WRITTEN REQUEST: Count the lines in the data below that contain the string "sidewalk", treating uppercase and lowercase as different, and reply with the number alone.

<<<<

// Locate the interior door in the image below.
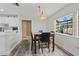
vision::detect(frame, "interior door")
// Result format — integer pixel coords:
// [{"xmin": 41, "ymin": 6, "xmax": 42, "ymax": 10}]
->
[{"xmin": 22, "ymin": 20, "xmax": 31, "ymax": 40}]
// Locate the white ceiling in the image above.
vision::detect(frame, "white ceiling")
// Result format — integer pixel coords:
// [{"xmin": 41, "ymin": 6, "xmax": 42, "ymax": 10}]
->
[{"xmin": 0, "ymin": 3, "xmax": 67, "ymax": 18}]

>>>>
<<<<

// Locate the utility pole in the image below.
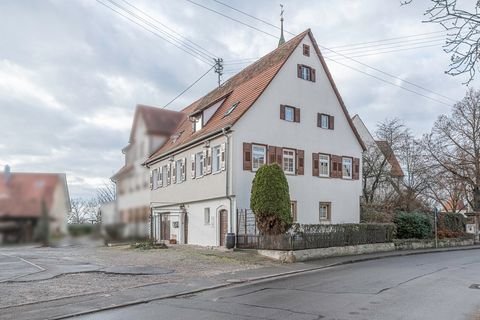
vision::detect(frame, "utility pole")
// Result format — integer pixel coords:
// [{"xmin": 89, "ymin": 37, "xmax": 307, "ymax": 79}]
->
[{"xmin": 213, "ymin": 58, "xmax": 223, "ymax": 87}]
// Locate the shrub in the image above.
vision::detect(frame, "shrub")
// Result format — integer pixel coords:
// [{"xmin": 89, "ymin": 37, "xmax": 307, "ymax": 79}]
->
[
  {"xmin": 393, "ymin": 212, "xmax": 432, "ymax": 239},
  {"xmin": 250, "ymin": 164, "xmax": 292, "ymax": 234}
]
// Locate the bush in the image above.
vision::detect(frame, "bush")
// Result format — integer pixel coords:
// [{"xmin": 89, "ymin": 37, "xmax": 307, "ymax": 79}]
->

>>>>
<<<<

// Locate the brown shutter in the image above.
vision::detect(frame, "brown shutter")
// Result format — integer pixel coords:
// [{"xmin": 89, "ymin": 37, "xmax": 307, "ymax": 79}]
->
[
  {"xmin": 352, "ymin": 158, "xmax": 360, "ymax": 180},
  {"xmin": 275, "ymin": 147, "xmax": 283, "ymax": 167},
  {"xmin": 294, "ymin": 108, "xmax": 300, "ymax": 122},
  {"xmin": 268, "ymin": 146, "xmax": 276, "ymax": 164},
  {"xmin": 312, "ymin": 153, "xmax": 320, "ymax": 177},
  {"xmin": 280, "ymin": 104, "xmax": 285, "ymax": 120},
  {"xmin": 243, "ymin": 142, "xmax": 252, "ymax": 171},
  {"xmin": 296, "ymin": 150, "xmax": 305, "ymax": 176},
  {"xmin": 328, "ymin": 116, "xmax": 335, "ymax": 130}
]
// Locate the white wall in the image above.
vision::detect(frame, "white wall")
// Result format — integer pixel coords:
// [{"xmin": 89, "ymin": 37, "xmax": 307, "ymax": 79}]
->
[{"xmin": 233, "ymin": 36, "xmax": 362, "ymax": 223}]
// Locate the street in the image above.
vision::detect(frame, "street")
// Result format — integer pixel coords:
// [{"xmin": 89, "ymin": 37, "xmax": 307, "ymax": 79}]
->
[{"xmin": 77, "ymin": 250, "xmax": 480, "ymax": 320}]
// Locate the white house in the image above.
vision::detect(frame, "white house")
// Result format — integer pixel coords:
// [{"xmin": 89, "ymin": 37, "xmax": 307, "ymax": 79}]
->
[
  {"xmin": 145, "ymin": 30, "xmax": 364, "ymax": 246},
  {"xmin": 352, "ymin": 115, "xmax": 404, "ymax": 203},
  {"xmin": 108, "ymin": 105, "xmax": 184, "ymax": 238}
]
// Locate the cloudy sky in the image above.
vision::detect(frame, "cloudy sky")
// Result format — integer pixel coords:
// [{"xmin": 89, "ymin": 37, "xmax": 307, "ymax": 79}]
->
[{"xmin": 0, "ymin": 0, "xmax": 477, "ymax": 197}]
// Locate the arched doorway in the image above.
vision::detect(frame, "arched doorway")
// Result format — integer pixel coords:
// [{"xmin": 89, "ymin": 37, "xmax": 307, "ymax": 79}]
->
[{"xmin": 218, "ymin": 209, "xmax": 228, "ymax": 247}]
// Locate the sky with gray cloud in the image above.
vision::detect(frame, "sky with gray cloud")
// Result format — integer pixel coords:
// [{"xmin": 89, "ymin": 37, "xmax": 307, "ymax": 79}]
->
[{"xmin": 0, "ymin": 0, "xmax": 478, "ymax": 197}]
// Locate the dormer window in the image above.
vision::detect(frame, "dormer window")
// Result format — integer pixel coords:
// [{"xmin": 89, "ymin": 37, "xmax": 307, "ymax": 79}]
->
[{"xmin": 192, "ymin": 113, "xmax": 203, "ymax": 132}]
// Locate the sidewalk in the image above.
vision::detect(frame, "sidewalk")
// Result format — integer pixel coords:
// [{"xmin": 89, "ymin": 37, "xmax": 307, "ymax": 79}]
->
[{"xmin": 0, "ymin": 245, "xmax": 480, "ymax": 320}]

>>>>

TASK ANSWER: 2